_Data for the task_.
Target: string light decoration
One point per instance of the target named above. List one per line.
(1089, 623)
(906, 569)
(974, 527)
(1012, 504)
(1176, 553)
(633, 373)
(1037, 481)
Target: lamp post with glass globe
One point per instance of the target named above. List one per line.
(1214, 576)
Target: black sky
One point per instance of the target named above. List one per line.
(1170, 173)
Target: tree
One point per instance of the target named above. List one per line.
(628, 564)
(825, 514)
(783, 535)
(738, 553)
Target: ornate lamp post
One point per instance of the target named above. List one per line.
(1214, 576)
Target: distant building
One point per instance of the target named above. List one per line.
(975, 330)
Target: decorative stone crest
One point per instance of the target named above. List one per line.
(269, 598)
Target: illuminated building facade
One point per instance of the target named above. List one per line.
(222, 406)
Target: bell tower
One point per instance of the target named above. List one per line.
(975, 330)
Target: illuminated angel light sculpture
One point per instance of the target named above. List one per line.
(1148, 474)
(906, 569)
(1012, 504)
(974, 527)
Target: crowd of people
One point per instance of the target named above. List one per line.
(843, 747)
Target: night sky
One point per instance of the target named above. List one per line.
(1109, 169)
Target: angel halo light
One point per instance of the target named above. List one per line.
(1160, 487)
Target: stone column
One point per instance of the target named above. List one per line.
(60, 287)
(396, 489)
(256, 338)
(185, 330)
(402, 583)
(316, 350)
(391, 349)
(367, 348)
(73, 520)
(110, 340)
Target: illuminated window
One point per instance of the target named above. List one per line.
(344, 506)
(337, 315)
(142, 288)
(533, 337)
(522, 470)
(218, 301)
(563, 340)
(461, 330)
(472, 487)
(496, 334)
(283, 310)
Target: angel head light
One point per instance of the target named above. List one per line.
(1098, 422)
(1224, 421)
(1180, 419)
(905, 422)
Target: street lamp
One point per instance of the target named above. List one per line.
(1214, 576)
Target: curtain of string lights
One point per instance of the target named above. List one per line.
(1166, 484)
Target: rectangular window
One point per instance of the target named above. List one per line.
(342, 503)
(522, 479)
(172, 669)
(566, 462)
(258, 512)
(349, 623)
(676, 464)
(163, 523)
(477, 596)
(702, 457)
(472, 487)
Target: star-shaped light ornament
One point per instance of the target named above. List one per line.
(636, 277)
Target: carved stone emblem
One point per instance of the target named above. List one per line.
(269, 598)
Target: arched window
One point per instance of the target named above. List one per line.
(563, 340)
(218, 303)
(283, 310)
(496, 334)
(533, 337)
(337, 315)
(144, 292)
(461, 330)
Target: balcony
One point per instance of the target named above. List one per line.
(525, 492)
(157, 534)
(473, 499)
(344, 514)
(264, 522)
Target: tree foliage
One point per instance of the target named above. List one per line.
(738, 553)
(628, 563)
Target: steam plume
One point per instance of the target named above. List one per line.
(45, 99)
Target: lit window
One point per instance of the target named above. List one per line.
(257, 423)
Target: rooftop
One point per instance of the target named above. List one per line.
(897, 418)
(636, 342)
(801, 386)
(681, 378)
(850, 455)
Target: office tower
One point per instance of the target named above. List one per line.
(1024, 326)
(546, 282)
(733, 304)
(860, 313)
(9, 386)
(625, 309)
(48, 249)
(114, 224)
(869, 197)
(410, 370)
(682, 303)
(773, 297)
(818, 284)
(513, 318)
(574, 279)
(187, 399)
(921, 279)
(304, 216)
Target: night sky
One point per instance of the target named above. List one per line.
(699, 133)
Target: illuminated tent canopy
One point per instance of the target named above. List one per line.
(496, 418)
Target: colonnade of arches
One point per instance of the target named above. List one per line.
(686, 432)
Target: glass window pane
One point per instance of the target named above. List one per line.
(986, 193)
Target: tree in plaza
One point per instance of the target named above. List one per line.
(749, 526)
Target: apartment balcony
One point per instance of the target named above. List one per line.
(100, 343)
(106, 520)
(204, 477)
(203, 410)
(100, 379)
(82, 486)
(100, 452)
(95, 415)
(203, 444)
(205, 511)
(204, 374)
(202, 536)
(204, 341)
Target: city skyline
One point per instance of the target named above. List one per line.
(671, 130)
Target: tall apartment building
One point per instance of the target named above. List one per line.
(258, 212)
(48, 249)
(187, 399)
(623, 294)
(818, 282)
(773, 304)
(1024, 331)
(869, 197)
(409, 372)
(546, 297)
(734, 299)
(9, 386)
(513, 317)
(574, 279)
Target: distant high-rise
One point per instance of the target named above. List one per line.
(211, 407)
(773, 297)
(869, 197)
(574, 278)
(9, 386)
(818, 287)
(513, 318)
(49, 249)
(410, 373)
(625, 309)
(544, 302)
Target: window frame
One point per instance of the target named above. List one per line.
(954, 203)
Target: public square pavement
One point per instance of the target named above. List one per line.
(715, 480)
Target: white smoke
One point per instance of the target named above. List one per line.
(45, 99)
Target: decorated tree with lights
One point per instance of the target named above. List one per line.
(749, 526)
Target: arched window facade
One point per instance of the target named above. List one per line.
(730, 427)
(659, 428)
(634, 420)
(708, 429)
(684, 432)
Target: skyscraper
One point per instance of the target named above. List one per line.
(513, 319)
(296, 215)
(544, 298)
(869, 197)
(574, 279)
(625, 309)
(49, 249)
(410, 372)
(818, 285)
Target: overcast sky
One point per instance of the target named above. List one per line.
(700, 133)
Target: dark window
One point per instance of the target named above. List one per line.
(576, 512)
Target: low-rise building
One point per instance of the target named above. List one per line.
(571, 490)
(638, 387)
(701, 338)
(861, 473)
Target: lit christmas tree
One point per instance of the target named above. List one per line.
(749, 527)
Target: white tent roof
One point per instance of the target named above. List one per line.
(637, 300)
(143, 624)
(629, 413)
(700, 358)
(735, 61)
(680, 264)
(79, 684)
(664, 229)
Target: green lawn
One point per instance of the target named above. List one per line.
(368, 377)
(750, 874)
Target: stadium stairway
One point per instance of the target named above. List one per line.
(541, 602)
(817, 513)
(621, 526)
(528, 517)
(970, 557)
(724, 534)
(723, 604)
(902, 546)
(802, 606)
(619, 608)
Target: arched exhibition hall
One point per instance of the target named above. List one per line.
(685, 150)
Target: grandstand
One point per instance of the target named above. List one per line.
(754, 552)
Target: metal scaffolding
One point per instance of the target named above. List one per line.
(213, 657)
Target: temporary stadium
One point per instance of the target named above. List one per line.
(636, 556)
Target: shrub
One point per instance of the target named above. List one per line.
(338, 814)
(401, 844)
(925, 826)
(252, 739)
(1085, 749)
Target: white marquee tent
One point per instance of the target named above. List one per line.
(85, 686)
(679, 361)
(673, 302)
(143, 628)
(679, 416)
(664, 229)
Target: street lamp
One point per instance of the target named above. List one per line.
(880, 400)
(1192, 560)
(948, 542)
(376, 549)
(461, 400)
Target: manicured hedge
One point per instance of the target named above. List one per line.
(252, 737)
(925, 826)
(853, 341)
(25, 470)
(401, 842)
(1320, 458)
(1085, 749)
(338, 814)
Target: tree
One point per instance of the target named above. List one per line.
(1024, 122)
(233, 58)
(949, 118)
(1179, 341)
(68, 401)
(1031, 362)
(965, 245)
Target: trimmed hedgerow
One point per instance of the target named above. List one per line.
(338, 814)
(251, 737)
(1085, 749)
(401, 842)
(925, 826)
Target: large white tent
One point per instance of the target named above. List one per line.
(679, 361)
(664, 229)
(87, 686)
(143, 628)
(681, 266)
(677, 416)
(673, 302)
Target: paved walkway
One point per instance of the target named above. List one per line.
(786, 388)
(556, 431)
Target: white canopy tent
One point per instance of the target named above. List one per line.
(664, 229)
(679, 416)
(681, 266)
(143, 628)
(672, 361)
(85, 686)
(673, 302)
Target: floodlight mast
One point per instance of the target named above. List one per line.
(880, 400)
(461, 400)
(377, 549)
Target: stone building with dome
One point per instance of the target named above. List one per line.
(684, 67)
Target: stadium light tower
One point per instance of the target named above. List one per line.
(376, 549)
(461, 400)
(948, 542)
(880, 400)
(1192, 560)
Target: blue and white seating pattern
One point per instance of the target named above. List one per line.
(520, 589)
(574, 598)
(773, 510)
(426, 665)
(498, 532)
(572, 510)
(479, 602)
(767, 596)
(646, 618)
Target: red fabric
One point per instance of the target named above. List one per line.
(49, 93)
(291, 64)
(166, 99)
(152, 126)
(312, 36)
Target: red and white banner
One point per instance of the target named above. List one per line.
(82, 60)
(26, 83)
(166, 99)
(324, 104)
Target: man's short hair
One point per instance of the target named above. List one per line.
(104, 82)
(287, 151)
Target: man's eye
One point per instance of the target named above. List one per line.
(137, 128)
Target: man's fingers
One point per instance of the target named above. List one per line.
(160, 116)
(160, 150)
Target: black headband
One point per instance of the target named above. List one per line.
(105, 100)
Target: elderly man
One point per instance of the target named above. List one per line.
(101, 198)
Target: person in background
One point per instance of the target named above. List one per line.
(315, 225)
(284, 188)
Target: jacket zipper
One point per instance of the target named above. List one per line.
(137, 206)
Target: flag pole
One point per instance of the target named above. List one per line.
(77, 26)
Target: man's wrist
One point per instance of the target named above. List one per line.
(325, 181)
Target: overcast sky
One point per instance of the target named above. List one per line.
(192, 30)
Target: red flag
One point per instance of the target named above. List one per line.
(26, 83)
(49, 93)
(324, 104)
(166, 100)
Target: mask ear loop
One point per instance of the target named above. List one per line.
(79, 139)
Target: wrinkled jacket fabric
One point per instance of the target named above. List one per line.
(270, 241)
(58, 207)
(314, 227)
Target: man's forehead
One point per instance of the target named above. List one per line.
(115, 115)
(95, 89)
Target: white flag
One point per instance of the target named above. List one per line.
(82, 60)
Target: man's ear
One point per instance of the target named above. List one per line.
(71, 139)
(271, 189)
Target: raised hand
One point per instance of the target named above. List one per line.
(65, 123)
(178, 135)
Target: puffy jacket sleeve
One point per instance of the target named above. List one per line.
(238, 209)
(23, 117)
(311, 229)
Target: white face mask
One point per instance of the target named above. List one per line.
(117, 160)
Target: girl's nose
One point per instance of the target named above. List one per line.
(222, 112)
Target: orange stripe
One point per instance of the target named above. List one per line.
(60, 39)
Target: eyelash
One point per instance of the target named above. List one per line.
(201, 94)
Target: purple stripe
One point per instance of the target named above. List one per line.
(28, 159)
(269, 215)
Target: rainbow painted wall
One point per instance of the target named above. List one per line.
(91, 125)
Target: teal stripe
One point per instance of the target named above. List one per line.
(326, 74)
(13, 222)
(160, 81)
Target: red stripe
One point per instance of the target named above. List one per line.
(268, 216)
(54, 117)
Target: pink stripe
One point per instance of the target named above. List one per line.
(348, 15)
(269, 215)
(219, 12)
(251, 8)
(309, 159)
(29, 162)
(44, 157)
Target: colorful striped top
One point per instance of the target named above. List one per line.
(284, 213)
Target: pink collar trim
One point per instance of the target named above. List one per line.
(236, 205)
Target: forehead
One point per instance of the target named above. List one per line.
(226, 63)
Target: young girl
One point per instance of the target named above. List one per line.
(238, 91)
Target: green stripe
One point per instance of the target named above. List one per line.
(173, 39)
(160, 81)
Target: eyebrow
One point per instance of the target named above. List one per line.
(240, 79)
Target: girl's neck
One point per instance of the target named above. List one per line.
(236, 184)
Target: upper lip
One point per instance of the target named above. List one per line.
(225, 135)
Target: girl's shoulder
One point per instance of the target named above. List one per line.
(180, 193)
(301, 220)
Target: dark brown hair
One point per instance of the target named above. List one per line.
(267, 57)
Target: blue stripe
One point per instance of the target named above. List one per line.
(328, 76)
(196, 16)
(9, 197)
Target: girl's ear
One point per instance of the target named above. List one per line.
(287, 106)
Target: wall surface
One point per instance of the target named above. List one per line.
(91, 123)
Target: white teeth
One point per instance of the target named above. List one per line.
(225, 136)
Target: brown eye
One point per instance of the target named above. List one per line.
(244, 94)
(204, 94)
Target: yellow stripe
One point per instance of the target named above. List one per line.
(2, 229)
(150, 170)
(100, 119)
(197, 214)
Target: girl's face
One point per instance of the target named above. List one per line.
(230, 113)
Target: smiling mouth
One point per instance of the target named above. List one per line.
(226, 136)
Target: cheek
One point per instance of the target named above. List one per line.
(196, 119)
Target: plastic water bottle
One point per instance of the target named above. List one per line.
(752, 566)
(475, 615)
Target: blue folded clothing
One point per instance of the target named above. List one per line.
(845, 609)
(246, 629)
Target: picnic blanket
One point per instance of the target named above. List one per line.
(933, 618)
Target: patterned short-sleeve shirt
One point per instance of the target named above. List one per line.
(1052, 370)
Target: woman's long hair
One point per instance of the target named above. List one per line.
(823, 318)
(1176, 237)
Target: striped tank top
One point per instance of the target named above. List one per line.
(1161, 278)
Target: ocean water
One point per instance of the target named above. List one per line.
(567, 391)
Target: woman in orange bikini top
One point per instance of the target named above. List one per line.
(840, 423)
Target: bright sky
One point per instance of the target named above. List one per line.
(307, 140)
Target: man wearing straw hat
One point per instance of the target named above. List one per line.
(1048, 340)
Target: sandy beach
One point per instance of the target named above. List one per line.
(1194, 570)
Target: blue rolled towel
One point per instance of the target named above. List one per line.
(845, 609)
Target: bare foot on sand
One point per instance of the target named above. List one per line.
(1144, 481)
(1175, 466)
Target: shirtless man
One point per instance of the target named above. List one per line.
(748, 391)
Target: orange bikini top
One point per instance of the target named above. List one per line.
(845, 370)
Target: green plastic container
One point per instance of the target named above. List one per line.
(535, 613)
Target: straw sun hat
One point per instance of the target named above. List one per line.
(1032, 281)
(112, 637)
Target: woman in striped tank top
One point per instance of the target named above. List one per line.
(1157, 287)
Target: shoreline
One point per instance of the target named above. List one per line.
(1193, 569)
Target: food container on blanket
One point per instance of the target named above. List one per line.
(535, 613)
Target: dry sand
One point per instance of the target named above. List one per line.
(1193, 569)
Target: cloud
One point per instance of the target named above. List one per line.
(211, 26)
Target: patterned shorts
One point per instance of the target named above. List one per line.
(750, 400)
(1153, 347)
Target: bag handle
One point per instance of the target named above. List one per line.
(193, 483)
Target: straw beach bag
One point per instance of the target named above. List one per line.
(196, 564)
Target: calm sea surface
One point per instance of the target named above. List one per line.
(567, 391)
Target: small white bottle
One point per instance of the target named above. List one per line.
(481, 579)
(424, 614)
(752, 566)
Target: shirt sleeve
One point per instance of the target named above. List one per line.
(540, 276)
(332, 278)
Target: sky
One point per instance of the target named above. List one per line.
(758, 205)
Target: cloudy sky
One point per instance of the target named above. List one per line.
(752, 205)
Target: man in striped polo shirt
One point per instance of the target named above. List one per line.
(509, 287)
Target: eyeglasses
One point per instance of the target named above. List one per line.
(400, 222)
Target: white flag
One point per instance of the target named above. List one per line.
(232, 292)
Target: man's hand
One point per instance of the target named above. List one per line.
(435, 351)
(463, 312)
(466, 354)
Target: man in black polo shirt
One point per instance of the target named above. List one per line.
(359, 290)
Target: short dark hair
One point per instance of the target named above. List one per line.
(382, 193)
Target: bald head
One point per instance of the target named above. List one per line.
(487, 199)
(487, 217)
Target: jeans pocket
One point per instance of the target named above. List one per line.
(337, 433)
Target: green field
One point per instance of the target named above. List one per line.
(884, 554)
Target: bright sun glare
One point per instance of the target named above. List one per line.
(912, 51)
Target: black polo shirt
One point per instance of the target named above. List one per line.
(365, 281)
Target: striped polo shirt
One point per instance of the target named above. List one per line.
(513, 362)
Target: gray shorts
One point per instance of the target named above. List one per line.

_Task requirements_. Begin with the line that contains "Target: bald head" and quote each line after it exactly, stopping after the last line of the data.

_Reply_.
Target: bald head
One point per instance of the target named above. List one per line.
(487, 199)
(487, 217)
Target: jeans pocket
One point per instance of the target named above. List one per line.
(337, 433)
Target: green field
One point per instance of the target named above. List one per line.
(884, 554)
Target: bright sun glare
One point per instance of the target named above. List one per line.
(912, 51)
Target: black polo shirt
One point per instance of the target named above. List one per line.
(365, 281)
Target: striped polo shirt
One point per instance of the target named above. List one per line.
(513, 362)
Target: gray shorts
One point per instance of the target named above. List one per line.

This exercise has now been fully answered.